- [TEXT SEGMENT]
================================

Eavesdropping on cellular conversations
The human body is made up of over 30 trillion cells organized into several hundred cell types that constantly respond to changes in our daily lives. To coordinate their activity, cells communicate with each other by secreting molecules that can be interpreted by other cells. But figuring out what these cells are saying is difficult to decipher.
Now, Stanford ChEM-H Institute Scholar Jonathan Long and colleagues at Stanford University have developed a new technique to listen in on these secret conversations. They have identified the molecules secreted by cells in a living mouse — a collection of molecules known as the “secretome”. “These different secreted factors constitute a really fundamental chemical axis of communication in organisms that have more than one cell, like us,” said Long.
The work, which could ultimately reveal how the body responds to many different conditions including exercise, was recently published in the journal Nature Chemical Biology.
To identify all secreted molecules, the researchers used a technique to force different types of cells to make a protein called TurboID, a technology developed at Stanford University by Professor Alice Ting and colleagues. TurboID then adds molecular tags to nearby molecules, making them easy to identify. Essentially, all the molecules near the specific cells making TurboID will get painted with a mark that makes them easy for the scientists to see. In doing so, the team could investigate the secreted molecules of any cell type.
The next step was taking blood samples from the mice and identifying the secreted factors marked by TurboID. These are all the molecules that are normally found in the space between and around cells, carrying out those secret conversations that ensure the cells can work together properly.
Using this approach, the researchers listened to these conversations, for the first time, in an intact living organism. Historically, scientists relied on identifying secreted factors from cells grown in a lab dish and guessing that how cells behave in the lab is the same as how they behave in an organism, explained Long.
But what the researchers really wanted to know was how these molecules around the cells might adjust to changes to normal conditions. “Having lists of everything that’s coming out of the liver is good but having information about how those lists of things are changing, as the perturbation changes, is even better,” said Long.

================================

- [EXERCISE GOAL]
Extract the passage from the secretome article between "Using this approach, the" and "organism, explained Long.", inclusive.

================================

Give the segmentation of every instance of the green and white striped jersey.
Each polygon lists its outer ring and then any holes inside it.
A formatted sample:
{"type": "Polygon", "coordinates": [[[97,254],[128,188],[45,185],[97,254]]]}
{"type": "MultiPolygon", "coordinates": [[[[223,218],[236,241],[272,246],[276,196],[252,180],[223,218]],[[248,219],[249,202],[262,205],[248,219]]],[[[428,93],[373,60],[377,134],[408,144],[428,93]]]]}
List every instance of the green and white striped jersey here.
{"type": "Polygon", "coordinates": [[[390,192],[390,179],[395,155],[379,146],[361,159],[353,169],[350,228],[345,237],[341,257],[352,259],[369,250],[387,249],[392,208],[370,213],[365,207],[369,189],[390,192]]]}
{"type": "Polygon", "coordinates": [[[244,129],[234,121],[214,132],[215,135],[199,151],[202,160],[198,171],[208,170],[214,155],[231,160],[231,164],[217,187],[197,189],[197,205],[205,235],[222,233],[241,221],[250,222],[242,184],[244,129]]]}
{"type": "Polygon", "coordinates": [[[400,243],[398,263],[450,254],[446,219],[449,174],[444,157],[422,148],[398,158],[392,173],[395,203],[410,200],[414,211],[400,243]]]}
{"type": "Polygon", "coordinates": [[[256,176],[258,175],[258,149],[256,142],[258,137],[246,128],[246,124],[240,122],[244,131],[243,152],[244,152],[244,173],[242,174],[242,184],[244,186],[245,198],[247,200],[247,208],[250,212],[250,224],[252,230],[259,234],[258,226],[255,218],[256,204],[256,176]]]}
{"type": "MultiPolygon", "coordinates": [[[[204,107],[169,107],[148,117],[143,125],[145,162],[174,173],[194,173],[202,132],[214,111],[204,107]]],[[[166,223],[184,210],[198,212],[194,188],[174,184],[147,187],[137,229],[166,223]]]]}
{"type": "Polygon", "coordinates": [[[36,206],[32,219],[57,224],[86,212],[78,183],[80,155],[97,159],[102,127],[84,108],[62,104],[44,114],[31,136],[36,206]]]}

================================

- [ANSWER FOR THE TASK]
Using this approach, the researchers listened to these conversations, for the first time, in an intact living organism. Historically, scientists relied on identifying secreted factors from cells grown in a lab dish and guessing that how cells behave in the lab is the same as how they behave in an organism, explained Long.